_Requirement_: In the data below, list the lines as a numbered list, starting at the line that contains "Would it be possible for you to find the cookie" and ending at the line that contains "left=147, top=471, right=197, bottom=491", and skip any blank lines.

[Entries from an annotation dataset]
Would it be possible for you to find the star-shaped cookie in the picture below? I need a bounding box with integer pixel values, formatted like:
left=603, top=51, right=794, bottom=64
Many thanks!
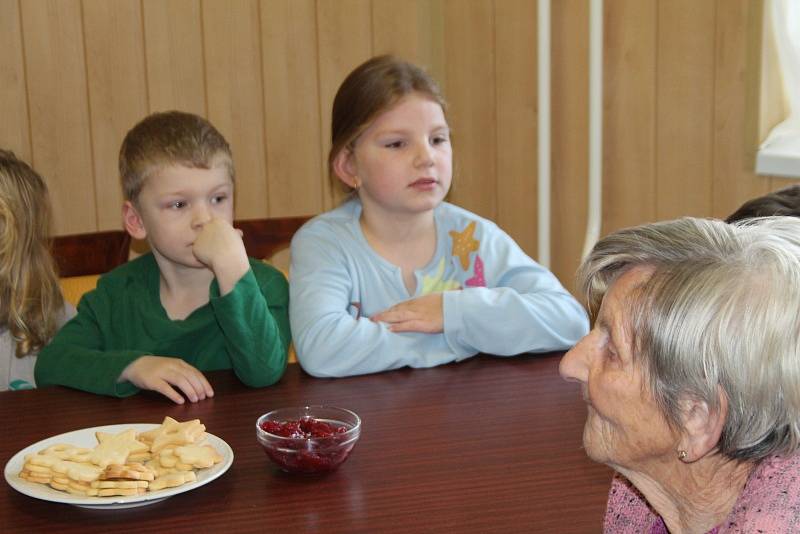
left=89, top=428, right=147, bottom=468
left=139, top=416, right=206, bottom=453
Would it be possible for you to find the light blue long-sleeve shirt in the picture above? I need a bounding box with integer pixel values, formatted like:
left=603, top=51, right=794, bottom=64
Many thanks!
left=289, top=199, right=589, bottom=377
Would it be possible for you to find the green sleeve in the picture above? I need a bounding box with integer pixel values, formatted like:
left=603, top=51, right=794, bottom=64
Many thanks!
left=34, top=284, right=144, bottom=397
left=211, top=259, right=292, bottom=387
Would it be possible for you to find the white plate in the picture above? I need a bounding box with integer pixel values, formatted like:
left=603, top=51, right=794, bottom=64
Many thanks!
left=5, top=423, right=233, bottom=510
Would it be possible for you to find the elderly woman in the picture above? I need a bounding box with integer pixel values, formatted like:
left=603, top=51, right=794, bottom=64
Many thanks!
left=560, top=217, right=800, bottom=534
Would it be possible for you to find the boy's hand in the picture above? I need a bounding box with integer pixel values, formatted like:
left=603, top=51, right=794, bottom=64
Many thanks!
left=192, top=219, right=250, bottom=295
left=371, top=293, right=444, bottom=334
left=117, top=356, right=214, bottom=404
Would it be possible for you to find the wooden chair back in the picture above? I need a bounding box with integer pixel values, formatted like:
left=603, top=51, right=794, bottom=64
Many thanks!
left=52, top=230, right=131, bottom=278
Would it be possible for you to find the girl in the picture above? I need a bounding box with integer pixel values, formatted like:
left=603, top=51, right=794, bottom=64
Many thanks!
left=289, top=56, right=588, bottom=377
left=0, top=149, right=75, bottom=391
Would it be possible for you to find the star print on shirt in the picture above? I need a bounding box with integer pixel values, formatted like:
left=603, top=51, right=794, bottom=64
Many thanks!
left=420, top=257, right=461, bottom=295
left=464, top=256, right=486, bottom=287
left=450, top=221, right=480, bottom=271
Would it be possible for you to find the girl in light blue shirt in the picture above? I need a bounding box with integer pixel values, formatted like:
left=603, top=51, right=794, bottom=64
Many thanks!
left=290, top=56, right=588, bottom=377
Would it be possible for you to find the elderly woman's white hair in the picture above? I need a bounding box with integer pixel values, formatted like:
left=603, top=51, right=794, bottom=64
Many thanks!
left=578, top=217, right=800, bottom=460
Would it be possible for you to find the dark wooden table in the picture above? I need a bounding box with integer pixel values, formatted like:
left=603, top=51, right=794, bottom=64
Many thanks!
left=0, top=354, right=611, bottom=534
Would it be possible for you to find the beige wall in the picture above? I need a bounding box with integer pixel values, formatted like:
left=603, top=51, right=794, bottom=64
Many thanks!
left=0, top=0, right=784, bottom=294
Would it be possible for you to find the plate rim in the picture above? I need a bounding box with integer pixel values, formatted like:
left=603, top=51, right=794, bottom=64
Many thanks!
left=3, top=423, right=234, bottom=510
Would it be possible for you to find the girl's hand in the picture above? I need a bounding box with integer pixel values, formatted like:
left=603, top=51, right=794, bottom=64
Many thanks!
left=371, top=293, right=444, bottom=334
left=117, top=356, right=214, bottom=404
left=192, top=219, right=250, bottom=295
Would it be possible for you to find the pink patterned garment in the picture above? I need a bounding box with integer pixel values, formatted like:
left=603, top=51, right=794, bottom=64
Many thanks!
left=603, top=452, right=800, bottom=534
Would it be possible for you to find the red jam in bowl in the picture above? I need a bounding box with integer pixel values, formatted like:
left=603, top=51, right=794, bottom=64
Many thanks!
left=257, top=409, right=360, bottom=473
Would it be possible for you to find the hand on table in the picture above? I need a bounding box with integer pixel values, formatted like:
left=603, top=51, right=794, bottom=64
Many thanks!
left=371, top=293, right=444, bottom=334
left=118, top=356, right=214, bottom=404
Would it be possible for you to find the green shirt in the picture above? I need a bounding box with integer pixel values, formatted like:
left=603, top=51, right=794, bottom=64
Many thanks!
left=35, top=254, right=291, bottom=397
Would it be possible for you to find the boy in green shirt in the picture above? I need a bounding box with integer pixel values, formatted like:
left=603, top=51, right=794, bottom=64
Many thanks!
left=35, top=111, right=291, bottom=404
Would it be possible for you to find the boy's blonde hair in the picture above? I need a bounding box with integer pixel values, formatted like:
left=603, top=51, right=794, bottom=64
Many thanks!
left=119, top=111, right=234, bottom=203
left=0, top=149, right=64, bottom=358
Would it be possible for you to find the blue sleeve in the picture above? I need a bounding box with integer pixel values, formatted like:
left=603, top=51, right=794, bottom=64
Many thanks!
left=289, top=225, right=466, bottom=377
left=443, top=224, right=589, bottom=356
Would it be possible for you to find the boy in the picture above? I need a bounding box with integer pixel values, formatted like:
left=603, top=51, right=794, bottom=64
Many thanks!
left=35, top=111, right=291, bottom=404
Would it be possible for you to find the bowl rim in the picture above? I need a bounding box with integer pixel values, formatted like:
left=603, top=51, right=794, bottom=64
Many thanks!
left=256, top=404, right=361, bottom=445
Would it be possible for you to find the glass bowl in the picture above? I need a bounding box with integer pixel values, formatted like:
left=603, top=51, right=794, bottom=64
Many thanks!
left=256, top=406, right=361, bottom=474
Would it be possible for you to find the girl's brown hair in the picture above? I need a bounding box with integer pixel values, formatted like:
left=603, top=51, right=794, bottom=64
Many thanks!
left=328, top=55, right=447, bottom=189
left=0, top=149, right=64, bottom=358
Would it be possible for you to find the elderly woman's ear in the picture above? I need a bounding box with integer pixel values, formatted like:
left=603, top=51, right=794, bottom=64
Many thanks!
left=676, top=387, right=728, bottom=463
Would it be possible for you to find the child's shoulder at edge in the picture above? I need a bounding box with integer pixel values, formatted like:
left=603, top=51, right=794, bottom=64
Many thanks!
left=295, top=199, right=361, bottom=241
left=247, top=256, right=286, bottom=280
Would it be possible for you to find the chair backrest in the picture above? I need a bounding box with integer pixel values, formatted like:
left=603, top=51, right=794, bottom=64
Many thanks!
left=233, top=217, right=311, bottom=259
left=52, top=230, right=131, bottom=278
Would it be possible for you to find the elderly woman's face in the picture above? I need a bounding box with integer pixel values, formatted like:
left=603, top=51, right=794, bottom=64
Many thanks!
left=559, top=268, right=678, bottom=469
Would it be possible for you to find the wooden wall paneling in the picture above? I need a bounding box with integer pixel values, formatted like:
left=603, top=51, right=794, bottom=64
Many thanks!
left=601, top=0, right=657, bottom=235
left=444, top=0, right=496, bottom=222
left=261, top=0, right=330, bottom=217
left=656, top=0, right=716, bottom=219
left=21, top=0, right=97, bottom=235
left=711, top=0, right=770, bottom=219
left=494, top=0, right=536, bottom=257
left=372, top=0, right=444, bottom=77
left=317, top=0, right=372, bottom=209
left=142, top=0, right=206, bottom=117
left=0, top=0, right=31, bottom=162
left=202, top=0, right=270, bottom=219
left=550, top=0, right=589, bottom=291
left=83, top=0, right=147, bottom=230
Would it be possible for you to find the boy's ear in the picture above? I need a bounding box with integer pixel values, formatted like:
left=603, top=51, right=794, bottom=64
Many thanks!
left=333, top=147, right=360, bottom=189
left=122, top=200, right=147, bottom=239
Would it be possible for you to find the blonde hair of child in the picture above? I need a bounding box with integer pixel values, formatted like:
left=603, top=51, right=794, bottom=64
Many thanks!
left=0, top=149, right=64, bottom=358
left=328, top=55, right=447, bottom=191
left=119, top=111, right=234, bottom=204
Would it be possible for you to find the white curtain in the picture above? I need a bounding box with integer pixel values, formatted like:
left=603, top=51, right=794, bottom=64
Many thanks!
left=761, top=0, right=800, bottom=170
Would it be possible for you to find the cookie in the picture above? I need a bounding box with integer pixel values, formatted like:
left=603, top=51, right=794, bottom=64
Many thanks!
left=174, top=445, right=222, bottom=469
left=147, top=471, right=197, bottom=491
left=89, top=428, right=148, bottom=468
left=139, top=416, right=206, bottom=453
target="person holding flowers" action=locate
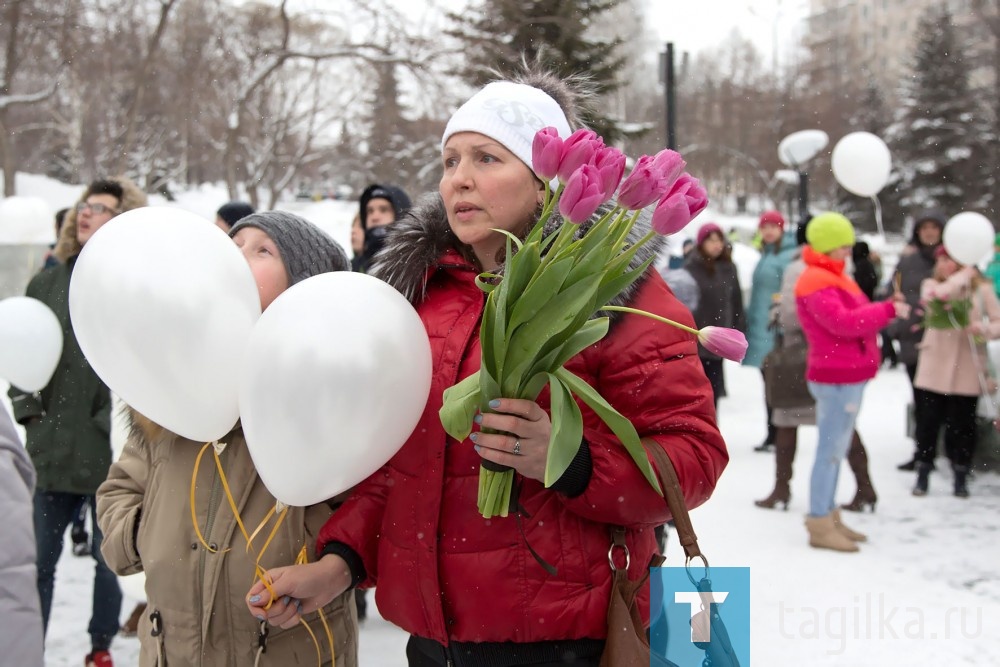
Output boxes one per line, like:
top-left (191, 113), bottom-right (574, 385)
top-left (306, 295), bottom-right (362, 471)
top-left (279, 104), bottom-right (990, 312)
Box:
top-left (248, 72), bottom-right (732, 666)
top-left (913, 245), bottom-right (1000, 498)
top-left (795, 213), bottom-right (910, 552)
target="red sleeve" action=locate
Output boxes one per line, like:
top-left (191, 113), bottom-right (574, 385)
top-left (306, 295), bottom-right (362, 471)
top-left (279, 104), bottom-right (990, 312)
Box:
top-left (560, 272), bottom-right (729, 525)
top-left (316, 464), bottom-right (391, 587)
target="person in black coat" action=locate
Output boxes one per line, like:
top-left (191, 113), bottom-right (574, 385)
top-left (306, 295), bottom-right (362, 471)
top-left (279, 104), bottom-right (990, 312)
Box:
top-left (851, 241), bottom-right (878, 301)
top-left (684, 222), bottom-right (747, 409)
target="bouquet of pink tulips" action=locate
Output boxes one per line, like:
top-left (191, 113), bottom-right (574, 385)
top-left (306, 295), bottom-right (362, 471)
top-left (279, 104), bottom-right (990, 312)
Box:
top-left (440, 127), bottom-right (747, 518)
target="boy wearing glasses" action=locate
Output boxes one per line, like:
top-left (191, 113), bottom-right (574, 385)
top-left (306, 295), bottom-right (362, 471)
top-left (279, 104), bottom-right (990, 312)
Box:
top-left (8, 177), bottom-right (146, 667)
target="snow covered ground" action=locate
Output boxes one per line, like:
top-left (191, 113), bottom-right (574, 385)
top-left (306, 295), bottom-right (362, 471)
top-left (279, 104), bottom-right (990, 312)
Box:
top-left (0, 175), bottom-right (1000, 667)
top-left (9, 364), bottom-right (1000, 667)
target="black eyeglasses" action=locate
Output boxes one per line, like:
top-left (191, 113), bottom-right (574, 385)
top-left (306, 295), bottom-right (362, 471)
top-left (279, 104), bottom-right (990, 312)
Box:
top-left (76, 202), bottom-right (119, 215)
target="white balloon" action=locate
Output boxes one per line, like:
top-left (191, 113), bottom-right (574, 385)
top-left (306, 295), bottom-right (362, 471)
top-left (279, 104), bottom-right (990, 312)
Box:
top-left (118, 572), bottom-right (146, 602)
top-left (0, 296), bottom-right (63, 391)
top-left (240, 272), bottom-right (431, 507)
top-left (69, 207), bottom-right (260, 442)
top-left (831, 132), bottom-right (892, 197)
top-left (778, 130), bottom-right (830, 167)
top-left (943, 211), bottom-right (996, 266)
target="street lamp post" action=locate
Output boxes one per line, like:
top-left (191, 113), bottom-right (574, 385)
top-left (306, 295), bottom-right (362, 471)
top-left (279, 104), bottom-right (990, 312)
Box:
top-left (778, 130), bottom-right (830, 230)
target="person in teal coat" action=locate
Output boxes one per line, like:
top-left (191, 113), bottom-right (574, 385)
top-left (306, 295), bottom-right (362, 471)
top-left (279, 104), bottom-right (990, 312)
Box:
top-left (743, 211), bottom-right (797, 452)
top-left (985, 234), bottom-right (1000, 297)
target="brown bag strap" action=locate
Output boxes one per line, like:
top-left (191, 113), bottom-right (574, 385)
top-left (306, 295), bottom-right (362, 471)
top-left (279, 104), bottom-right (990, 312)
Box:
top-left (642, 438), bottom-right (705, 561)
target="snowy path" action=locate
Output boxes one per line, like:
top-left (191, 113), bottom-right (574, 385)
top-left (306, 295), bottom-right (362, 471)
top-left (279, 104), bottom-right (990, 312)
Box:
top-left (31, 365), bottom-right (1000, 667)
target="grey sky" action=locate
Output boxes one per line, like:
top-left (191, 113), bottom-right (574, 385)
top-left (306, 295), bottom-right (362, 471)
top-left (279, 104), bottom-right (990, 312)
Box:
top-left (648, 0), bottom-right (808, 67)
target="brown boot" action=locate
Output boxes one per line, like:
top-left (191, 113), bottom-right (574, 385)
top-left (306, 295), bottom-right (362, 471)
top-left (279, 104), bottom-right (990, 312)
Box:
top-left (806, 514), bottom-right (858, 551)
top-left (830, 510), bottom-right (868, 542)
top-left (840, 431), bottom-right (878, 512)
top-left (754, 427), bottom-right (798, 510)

_Answer to the problem_:
1. Would it be possible for you to find the cookie in the picture above? I need a bounding box with integer pixel values, formatted like:
2. left=603, top=51, right=794, bottom=64
3. Many thanks!
4. left=174, top=445, right=222, bottom=469
5. left=147, top=471, right=197, bottom=491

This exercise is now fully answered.